→ **Seção do documento**

────────────────────────────────────────

Solenidade do Natal de Nosso Senhor Jesus Cristo: “[…] nasceu para vós um Salvador, que é o Cristo Senhor!”

MISSA DA NOITE

LEITURAS: Is 9,1-6 / Sl 95 / Tt 2,11-14 / Lc 2,1-14

O profeta Isaías anuncia que “um menino nasceu para nós, um filho nos foi dado”. Nesta noite de Natal a revelação de Deus ao profeta se concretizou. O evangelista Lucas narra como aconteceu o nascimento deste menino. Tendo o cuidado de expressar concretamente o grande mistério desse nascimento, Lucas contextualiza o tempo e o lugar para indicar que a vinda de Jesus não é apenas uma abstração atemporal e fora da história humana.

Era o tempo dos personagens bem conhecidos na história política: César Augusto, imperador romano que dominava o povo judeu; Quirino, governador da Síria, que organizou o recenseamento da Palestina; Herodes, rei da Judeia. O local é tido como “cidade de Davi”, Belém, uma cidadezinha sem muita importância próxima a Jerusalém. Lá chegaram José e sua esposa grávida, Maria, certamente em meio a parentes de José. Por causa do tal recenseamento a casa estava cheia.

O lugar do nascimento é o mais improvável para um bebê: um estábulo. O berço é simplesmente uma manjedoura. É aí que “nasceu para nós um menino”. É daí que surge o anúncio “hoje, na cidade de Davi, nasceu para vocês um Salvador, que é o Cristo Senhor! Um menino envolvido em faixas, deitado em uma manjedoura”.

Que mistério inebriante! Em sua grandeza e infinitude, Deus quis fazer-se carne assumindo nossa pequenez e limitação. Nasceu o Salvador do mundo numa extrema pobreza, à margem de toda sociedade, sem um lugar numa casa, sem um berço, apenas com o aconchego do colo de Maria. Este é o sinal mais eloquente de que Deus está com o seu povo, com os pobres, os marginalizados, os sem teto, os sofredores.

O profeta Isaías anuncia um novo tempo: sem opressão, sem guerra, sem armas, sem derramamento de sangue… mas com paz, com direito e justiça, pois nasceu o “Conselheiro admirável, o Deus poderoso, Pai para sempre, o Príncipe da paz”.

São Francisco de Assis quis sentir, tocar, abraçar e contemplar este mistério no presépio pobre com cheiro de animais. Na alegria ele glorificou o Deus humanizado, cuja presença ele via no leproso, no pobre, no mundo…

O Natal é ocasião para cada cristão tomar a iniciativa e fazer-se amigo de um irmão pobre. Oferecer-lhe um coração e uma mão generosa além de algo material que amenize o seu sofrimento. É também ocasião de “por a mão na consciência” e deixar a indiferença diante das guerras, das atrocidades contra os direitos humanos e do egoísmo que nos ofusca diante do sofrimento alheio.

────────────────────────────────────────

→ **Conjunto de tarefas**
1. Segundo a reflexão sobre o Natal, por que Lucas situa o nascimento de Jesus em um tempo e um lugar concretos? Responda em uma a três frases.
2. Prossiga a reflexão sobre o Natal a partir do ponto em que ela termina.
A listagem não é usada aqui.

────────────────────────────────────────

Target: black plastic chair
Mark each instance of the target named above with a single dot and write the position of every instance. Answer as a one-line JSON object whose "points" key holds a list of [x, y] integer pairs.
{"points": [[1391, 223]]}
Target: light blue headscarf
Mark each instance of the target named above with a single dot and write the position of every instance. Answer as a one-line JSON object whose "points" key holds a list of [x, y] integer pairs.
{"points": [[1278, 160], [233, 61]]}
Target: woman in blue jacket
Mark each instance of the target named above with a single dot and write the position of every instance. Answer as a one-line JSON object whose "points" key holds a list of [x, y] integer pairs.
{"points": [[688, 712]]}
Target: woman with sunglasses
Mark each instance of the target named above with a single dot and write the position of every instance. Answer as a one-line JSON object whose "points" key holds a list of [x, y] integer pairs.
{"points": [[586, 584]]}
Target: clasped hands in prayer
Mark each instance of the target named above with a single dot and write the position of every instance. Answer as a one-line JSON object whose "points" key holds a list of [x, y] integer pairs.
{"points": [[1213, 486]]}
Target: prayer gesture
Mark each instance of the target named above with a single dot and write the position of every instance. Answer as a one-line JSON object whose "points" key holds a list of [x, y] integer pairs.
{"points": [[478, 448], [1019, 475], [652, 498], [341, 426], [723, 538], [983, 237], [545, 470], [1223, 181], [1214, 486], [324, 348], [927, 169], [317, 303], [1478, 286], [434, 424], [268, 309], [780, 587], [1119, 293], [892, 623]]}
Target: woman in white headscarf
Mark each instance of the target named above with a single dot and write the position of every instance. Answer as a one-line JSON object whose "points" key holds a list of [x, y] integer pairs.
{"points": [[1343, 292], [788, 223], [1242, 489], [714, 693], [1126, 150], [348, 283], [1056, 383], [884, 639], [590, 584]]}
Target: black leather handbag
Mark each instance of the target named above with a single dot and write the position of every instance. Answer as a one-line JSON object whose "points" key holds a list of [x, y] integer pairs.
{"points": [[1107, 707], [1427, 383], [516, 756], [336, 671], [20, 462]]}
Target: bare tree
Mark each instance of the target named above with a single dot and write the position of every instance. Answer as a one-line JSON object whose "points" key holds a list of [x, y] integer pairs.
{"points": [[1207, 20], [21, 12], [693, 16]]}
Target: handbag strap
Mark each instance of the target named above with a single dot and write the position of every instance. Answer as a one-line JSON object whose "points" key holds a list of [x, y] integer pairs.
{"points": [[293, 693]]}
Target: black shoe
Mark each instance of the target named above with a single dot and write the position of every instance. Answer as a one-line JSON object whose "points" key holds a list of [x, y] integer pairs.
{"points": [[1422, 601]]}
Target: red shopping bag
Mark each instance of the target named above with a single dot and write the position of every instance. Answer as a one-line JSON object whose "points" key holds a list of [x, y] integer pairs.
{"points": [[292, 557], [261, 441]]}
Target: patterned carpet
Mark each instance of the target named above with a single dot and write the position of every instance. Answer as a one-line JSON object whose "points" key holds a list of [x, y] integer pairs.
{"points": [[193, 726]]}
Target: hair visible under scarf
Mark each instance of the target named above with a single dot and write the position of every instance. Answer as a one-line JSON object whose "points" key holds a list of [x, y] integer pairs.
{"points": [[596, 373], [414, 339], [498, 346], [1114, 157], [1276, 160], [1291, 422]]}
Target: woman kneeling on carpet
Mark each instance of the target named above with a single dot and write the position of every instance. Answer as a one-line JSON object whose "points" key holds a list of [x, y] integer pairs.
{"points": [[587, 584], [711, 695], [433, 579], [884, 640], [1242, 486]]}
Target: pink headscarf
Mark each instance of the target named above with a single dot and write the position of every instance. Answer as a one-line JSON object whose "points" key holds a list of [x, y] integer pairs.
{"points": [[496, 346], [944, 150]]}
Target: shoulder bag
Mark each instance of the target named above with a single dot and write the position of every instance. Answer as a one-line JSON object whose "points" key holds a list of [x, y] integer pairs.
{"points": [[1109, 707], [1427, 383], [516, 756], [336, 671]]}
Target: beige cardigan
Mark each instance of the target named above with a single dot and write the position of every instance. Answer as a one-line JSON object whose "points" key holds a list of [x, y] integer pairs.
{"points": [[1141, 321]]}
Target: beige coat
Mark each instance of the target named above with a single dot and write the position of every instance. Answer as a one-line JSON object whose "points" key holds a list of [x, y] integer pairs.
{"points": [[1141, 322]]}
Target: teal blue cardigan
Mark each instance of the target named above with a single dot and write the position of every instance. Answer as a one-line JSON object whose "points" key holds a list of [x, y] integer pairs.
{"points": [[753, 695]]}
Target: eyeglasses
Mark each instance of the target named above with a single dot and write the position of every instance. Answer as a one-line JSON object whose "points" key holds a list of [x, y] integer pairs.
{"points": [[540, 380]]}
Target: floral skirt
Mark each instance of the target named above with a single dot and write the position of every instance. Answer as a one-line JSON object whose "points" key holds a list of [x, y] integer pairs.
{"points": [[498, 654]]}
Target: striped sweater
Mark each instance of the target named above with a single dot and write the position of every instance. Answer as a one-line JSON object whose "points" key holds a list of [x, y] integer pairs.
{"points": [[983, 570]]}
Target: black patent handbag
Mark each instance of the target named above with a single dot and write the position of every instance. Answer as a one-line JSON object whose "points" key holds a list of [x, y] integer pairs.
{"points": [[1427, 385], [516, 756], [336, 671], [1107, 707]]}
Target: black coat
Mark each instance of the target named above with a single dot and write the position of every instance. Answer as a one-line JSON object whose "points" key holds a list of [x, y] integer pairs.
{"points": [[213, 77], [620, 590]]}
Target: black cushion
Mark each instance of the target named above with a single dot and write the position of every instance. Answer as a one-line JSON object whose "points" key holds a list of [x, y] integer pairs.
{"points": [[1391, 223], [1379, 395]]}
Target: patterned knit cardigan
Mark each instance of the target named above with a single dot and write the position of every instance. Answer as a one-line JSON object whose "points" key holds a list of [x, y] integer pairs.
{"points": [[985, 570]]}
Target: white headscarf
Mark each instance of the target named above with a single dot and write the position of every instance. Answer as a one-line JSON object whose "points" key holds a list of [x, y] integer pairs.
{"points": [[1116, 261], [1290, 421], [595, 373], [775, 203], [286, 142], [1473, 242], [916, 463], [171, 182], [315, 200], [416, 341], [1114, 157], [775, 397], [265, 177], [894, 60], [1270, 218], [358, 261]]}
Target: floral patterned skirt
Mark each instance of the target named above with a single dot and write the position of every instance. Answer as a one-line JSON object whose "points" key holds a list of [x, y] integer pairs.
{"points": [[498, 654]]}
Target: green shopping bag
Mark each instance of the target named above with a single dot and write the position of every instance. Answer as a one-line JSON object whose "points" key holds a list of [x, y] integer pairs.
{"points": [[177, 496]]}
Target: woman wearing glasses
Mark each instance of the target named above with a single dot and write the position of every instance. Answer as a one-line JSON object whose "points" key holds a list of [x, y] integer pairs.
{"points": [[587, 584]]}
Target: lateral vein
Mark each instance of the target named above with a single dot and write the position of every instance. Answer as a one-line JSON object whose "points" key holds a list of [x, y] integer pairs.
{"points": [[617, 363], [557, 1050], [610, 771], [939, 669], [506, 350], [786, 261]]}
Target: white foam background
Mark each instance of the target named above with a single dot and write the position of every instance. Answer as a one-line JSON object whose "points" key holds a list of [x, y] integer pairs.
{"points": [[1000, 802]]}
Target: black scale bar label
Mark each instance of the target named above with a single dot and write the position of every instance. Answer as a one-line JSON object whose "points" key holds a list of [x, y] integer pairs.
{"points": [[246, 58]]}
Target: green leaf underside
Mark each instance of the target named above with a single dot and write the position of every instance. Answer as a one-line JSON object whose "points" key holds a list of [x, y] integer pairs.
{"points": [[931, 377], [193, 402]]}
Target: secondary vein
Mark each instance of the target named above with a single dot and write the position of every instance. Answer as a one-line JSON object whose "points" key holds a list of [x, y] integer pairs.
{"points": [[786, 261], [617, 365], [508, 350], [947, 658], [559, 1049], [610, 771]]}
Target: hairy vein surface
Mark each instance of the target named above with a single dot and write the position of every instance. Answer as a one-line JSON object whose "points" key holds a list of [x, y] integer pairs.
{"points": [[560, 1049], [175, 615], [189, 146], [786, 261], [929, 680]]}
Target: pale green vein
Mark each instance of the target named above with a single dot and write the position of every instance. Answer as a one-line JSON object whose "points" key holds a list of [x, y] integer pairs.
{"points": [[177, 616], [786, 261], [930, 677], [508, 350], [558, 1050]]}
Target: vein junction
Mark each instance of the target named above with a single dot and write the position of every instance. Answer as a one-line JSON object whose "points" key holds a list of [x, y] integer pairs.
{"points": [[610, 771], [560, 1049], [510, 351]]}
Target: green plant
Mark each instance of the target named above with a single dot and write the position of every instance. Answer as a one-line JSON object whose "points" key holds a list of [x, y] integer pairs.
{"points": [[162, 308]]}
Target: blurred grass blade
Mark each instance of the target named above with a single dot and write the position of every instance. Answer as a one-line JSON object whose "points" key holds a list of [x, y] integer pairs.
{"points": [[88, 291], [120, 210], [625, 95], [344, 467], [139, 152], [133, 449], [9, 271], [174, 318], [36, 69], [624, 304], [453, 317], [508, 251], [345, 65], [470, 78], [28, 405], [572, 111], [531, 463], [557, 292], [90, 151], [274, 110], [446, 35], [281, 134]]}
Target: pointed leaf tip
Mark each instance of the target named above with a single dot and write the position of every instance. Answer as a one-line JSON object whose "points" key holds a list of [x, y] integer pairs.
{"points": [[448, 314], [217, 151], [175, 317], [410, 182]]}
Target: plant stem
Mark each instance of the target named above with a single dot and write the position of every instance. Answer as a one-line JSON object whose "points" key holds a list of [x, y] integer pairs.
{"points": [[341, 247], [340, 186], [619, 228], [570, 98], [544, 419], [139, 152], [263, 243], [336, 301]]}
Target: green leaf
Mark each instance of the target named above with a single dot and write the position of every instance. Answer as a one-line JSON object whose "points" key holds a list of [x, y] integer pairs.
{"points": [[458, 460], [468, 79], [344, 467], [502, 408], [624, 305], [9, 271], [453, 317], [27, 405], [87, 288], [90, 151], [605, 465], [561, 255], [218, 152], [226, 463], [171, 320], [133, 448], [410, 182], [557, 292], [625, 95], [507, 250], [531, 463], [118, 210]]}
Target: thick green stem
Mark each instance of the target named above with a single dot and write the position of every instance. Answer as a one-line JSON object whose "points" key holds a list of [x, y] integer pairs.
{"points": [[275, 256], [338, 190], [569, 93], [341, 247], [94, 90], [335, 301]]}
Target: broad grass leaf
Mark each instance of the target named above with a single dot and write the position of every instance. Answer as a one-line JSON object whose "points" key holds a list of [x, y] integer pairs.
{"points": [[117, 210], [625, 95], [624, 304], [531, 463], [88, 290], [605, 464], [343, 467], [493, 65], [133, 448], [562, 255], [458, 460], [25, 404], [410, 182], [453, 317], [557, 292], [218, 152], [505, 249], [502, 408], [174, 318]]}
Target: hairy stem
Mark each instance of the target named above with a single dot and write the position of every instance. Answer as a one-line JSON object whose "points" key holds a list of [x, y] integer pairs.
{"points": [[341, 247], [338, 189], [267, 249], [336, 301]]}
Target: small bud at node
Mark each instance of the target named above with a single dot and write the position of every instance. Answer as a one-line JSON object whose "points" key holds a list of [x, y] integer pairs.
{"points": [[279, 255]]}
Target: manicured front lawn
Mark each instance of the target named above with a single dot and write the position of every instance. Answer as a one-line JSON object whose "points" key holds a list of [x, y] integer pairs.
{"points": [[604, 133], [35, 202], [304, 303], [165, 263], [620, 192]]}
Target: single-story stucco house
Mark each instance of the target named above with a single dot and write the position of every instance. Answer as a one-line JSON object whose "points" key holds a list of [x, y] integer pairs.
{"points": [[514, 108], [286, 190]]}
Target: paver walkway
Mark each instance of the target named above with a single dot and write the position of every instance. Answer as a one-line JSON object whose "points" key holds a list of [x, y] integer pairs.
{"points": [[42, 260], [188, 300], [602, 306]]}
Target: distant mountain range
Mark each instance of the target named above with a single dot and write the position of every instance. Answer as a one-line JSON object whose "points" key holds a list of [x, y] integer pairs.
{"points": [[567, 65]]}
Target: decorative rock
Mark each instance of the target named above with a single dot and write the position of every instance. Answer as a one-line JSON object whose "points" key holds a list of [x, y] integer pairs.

────────────────────────────────────────

→ **Respostas por tarefa**
1. Lucas contextualiza o tempo e o lugar porque quer expressar concretamente o grande mistério desse nascimento. Assim, indica que a vinda de Jesus não é apenas uma abstração atemporal e fora da história humana.

2.
A alegria das festividades não pode abafar o grito inocente daquelas crianças atingidas pela fome, pela marginalização, pelo abandono, pela violência, pela indiferença. Hoje devemos rezar: Jesus feito carne como uma criancinha seja luz e vida para todas as crianças ameaçadas no mundo.

Frei Valmir Ramos, OFM


MISSA DO DIA

LEITURAS: Is  52,7-10 / Sl  97 / Hb 1,1-6 / Jo 1,1-18

Com uma página maravilhosa o Evangelho de João inicia com o anúncio de que Deus veio morar com o seu povo. “E a Palavra se fez carne e habitou entre nós”. É a Palavra de Deus que ama de forma infinita o seu povo que mora neste mundo e que nem sempre aprecia a luz, a verdade, a vida. Na Sagrada Escritura a Palavra de Deus, “Dabar”, significa ação, Sabedoria, pois Deus fala agindo. Isto vemos já no Gêneses quando Deus diz, por exemplo, “faça-se a luz” e a luz começou a existir. E tudo foi criado pela sabedoria de Deus. O fazer-se carne foi a forma com que Deus escolheu para ser presença pessoal e sensível entre os seus filhos e filhas. Deus agora fala através do Filho: “Tu és o meu Filho, eu hoje te gerei”, diz na carta aos Hebreus. Toda a humanidade é interpelada pela Palavra, deve ouvir o que diz o Filho de Deus.

O nascimento do Salvador era esperado pelo povo de Deus. Já revelado pela mesma Sabedoria de Deus, o Salvador nasce como um menino do seu povo. O Evangelista o apresenta como Palavra que desde sempre estava com Deus, por isso não é criada, mas gerada no útero de Maria. Esta forma de vir participar da história da humanidade surpreendeu os doutores e mestres da Lei que não aceitaram Jesus como Salvador.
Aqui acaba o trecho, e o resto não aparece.